Estoy cansado, muy cansado. Me encuentro en ese punto en el que nivel de agotamiento es tal que impide conciliar el sueño. Hago “zapping” hasta que caigo en TVE internacional, tal vez oyendo mi idioma consiga dormirme. Ni las pastillas hacen efecto. Doy vueltas sobre una cama que dista de ser mullida. Apenas he dormido en las últimas 24 horas. Si quiero estar en condiciones para afrontar la intensa noche camboyana, debo estar en plenitud de facultades. Oigo a las mujeres de limpieza ir y venir por el pasillo mientras hablan y ríen. Me levanto por enésima vez para ir al baño. Mi mente está a punto de descarrilar.
Pronuncio mi nombre y no me reconozco. Me da la impresión de estar llamando a otra persona, a pesar de que soy yo el que está frente al espejo. Soy consciente de que la situación se agrava por momentos, sin embargo siempre está el alprazolam para poner las cosas en su sitio, más o menos, o eso quiero creer yo. Un parche no es una solución definitiva, pero mientras consiga “parches”, no pienso en cambiar mi “modus vivendi”. El día que no pueda obtener mi elixir vital, cosa inimaginable a día de hoy, no puedo imaginar cuál será mi devenir, o sí, pero prefiero no pensar en ello.

:: Descripción del ejercicio ::
Devuelve de forma literal el pasaje del fragmento que va desde "Estoy cansado, muy" hasta "punto de descarrilar.", este último incluido.

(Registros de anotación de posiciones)

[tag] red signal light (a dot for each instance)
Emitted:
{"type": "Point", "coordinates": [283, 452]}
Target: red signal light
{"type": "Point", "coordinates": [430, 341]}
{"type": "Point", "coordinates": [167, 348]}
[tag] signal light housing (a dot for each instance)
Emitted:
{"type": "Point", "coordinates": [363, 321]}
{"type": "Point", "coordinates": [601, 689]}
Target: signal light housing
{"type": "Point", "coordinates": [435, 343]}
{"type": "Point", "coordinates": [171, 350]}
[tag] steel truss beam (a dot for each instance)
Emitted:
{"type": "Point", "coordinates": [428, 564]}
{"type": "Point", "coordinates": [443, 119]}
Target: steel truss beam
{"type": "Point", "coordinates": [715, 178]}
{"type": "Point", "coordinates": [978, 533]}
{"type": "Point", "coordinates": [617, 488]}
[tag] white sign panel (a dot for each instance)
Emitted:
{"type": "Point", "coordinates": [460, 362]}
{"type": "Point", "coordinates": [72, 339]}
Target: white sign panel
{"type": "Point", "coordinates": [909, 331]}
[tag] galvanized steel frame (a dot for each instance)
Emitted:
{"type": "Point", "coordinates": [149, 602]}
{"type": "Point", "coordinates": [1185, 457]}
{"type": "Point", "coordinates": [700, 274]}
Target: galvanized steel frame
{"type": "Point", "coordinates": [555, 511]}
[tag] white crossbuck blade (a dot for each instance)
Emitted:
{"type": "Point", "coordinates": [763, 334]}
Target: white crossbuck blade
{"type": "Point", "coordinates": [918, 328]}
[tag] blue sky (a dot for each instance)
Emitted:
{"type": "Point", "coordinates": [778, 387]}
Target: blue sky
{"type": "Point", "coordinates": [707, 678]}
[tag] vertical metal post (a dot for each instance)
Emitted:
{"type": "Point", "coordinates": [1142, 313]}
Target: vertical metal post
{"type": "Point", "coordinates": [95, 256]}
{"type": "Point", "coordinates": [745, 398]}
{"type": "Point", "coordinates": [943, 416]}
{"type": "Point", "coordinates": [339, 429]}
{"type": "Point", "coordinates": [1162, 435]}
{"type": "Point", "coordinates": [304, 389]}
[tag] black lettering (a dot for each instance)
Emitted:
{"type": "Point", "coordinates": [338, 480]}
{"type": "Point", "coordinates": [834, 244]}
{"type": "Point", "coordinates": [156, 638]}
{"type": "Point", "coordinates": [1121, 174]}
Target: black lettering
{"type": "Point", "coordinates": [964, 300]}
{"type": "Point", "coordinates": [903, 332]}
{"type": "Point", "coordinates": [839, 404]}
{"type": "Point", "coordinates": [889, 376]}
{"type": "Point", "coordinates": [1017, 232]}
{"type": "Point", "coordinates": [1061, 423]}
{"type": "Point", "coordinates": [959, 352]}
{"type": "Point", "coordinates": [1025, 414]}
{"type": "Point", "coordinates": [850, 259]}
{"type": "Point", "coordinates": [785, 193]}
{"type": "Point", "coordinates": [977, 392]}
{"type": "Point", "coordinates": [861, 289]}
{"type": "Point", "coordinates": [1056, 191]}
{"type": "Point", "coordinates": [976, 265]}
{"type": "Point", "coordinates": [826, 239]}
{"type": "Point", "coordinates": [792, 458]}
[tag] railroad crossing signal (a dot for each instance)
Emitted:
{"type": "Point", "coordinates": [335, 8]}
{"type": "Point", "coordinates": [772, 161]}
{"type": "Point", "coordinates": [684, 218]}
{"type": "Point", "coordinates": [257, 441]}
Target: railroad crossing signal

---

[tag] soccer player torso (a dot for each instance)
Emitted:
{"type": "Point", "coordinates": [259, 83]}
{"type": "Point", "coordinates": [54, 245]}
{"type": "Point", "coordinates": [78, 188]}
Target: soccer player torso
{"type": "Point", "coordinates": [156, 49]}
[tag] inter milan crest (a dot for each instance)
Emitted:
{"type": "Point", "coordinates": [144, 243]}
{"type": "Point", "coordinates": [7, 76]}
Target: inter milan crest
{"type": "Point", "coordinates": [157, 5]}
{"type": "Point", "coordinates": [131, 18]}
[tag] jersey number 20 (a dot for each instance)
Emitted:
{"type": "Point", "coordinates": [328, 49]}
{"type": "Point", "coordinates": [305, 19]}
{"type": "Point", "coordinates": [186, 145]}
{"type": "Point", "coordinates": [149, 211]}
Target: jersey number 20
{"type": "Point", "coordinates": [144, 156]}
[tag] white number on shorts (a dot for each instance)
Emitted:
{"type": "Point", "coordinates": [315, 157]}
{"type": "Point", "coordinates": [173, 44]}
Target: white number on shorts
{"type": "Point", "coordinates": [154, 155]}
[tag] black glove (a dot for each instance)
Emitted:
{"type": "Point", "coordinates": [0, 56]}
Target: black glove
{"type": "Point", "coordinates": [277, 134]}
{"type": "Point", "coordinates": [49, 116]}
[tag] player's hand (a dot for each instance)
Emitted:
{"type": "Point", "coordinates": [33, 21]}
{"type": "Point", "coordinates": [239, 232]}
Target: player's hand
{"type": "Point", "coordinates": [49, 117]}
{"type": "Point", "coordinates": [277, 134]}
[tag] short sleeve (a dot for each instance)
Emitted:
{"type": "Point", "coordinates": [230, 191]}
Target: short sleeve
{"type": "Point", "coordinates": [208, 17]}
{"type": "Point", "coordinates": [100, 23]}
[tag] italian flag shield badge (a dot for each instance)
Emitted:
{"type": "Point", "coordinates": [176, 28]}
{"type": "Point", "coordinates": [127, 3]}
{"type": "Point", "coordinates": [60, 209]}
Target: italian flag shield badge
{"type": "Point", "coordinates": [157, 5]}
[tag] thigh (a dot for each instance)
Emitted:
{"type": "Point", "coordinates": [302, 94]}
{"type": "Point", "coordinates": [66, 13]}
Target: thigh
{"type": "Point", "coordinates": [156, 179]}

:: Resultado del ejercicio ::
Estoy cansado, muy cansado. Me encuentro en ese punto en el que nivel de agotamiento es tal que impide conciliar el sueño. Hago “zapping” hasta que caigo en TVE internacional, tal vez oyendo mi idioma consiga dormirme. Ni las pastillas hacen efecto. Doy vueltas sobre una cama que dista de ser mullida. Apenas he dormido en las últimas 24 horas. Si quiero estar en condiciones para afrontar la intensa noche camboyana, debo estar en plenitud de facultades. Oigo a las mujeres de limpieza ir y venir por el pasillo mientras hablan y ríen. Me levanto por enésima vez para ir al baño. Mi mente está a punto de descarrilar.